**Your objective:**
Edit the article on California's North Coast by copying it out, beginning at the words "California Dreamweavers" and stopping after "and tan oaks.", with "redwoods" replaced by "sequoias".

**Document segment:**
Trout:
CA Dreamweavers

California Dreamweavers
By Gregg Patterson
from Trout Magazine, Winter 2001

It is a place of balanced unbalance and natural chaos, California’s North Coast. An ecologically violent and beautiful place where the salt sea smashes against the edge of the earth, straining to scale100-foot cliffs in its desire to swallow the land. It is where the earth groans from within, shifting and grinding against itself, splitting open as if wanting to swallow itself from the inside out. Where the land runs away from the sea and the water the land. One up the mountains, one down, like strangers, passing each other once in time but never crossing paths again; all cloaked beneath tall dark forests of redwoods, Douglas firs and tan oaks.

Threading together sea to land, shoreline to mountains, salt to fresh water, and open coast to dense forest are fish-salmon and trout-that with the precision and consistency of the weaver's loom, run silver threads back and forth that precariously seem to hold this diverse ecotone together. The fish run with determined urgency and a seeming belief that if they don't keep going back and forth, weaving their invisible threads, the earth will split wide open and drop off into the sea.

Those runs of Pacific salmon, steelhead and coastal cutthroat trout are no longer what they used to be. The fish are threatened or endangered in watersheds all along the North Coast, and the simple black type listing now extinct individual stream runs neatly fills line after line on a page of paper that reads like a daily newspaper's obituary section. The causes of death--overfishing, water diversion, dams, sedimentation, loss of habitat--repeat themselves again and again. To reverse the trend in one watershed, Trout Unlimited has formed a unique partnership with a major timber company to restore runs of coho salmon on the Garcia River.

The Garcia runs through steep mountainous country in Mendocino County on its way to the Pacific Ocean. This is timber country where logging has been a way of life for generations of people and still is. But the logging industry that's been good for the people and the local economies of this rural area has been bad for salmon and the people who once depended on them for their living. Fifty-year-old Craig Bell, a local, lives in Gualala. Like the land where he lives, Bell's working life has been a clash of divergent careers. He's worked both as commercial fisherman and logger. Now, he's a professional stream restorer hired to coordinate TU's restoration' efforts on the South Fork of the Garcia River. "I helped fish out the salmon along the coast and then I became a logger," he said. "I even cut down the trees and helped build the roads that ruined the Garcia River. Now I'm trying to fix it all. How's that for irony?"

The effort, known as The North Coast Coho Project, is attempting to reduce sediment pollution in the South Fork of the Garcia River by 72 percent and do instream work to restore spawning and juvenile habitat for coho and steelhead trout. The land surrounding the stream is privately owned by Mendocino Redwood Company (MRC), which purchased it two years ago following decades of ownership by Louisiana Pacific, the multi-national timber giant that had a suspect environmental record in the area. According to Bell, much of the sediment that has smothered the Garcia was a direct result of the poor forestry practices he participated in when Louisiana Pacific owned the 235,000 acres of coastal rainforest.

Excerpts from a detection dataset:
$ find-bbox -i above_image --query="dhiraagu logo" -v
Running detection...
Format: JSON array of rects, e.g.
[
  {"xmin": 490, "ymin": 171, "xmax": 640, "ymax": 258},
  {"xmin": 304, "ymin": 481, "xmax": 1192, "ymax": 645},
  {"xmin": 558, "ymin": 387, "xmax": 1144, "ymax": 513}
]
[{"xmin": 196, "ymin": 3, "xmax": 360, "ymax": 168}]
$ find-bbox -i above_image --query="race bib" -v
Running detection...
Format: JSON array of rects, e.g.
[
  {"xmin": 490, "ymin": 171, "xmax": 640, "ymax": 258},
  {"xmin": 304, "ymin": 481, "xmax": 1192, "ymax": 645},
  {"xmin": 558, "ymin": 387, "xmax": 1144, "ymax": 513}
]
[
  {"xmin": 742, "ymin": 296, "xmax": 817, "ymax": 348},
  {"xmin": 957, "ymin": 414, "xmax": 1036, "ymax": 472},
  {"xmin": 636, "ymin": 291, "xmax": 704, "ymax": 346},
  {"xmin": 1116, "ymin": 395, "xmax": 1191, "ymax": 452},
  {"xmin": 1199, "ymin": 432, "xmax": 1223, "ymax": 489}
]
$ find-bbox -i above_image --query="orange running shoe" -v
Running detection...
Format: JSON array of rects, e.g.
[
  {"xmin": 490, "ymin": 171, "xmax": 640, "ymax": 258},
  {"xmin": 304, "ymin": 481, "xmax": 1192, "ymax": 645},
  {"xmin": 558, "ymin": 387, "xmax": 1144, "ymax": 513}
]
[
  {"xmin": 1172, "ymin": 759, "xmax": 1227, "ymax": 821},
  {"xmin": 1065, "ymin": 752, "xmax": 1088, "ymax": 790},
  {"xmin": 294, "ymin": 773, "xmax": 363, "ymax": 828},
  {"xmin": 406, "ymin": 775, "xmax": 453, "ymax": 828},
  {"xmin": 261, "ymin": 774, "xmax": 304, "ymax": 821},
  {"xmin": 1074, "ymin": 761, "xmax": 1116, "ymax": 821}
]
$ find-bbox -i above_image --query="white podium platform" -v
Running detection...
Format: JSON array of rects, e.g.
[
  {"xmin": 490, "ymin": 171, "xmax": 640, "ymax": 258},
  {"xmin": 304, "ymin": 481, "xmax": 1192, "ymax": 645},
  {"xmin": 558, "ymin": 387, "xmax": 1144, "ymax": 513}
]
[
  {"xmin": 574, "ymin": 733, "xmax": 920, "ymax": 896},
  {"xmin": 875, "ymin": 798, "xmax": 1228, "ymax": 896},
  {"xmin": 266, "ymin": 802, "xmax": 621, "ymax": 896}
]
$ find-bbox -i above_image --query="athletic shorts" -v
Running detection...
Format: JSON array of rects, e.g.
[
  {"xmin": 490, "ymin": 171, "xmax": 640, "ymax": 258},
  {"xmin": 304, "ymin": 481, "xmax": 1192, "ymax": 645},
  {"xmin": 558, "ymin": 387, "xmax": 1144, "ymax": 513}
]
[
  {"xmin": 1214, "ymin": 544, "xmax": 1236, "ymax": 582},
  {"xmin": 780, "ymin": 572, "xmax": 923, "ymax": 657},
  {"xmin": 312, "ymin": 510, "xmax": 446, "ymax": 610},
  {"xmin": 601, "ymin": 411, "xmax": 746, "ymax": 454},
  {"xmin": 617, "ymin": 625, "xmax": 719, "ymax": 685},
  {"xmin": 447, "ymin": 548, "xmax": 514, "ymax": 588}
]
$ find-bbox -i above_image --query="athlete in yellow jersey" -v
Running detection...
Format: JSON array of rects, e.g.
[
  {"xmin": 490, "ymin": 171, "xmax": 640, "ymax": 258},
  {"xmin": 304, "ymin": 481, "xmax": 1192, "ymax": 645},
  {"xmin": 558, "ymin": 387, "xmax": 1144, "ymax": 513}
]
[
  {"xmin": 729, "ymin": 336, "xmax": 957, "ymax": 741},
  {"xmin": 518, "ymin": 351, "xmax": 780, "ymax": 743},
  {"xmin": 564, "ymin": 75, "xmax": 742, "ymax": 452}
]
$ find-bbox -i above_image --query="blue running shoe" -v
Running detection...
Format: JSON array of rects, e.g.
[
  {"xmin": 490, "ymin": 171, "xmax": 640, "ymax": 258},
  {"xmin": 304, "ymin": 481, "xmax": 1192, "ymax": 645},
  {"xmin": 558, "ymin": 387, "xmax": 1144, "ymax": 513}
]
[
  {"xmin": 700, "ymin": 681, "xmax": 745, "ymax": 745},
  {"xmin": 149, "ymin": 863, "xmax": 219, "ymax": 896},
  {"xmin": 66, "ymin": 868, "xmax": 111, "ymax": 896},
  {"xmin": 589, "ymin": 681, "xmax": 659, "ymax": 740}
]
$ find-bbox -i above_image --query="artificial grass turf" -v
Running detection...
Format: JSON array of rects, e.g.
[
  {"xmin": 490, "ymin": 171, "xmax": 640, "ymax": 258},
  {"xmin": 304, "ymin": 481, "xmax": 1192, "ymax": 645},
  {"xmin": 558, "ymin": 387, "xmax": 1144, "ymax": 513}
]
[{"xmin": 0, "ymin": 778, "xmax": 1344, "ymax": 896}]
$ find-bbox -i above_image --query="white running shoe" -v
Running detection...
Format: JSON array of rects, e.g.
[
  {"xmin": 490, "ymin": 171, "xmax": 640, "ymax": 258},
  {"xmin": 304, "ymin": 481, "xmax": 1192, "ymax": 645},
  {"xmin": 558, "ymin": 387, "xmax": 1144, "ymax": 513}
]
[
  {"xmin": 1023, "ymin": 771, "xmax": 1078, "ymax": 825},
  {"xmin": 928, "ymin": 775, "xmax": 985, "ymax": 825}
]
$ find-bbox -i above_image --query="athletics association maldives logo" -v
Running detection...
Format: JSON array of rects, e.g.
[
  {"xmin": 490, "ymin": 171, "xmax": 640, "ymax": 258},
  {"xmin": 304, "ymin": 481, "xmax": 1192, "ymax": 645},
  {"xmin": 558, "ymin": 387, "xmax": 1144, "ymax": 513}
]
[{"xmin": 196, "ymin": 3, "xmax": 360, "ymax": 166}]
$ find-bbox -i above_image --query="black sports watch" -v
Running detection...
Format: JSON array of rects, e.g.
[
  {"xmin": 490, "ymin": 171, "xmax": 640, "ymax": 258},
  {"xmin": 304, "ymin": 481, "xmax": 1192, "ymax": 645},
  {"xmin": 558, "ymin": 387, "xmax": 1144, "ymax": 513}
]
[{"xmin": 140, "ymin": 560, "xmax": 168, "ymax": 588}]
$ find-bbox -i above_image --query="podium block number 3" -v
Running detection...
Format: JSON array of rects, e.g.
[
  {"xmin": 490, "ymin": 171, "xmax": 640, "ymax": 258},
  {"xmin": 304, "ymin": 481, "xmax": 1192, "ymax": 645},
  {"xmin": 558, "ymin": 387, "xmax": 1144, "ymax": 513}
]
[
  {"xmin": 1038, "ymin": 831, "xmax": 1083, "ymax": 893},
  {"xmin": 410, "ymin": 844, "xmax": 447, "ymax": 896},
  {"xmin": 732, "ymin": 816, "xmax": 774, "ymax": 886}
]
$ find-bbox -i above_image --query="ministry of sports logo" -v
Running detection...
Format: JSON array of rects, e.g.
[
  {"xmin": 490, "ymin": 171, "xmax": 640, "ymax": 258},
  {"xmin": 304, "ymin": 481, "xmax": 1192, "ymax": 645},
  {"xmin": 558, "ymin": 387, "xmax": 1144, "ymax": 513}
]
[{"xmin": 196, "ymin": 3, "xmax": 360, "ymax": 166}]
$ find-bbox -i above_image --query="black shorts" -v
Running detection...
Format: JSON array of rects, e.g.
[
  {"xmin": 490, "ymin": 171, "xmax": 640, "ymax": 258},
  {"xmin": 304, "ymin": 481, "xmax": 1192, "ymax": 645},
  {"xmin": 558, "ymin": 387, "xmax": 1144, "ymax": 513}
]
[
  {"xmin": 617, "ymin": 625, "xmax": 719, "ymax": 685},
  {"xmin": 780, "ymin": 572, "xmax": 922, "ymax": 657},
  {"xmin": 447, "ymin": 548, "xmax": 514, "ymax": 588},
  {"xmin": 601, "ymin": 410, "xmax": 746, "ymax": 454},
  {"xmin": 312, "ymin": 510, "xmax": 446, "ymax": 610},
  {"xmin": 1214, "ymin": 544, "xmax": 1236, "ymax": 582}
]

**Exercise output:**
California Dreamweavers
By Gregg Patterson
from Trout Magazine, Winter 2001

It is a place of balanced unbalance and natural chaos, California’s North Coast. An ecologically violent and beautiful place where the salt sea smashes against the edge of the earth, straining to scale100-foot cliffs in its desire to swallow the land. It is where the earth groans from within, shifting and grinding against itself, splitting open as if wanting to swallow itself from the inside out. Where the land runs away from the sea and the water the land. One up the mountains, one down, like strangers, passing each other once in time but never crossing paths again; all cloaked beneath tall dark forests of sequoias, Douglas firs and tan oaks.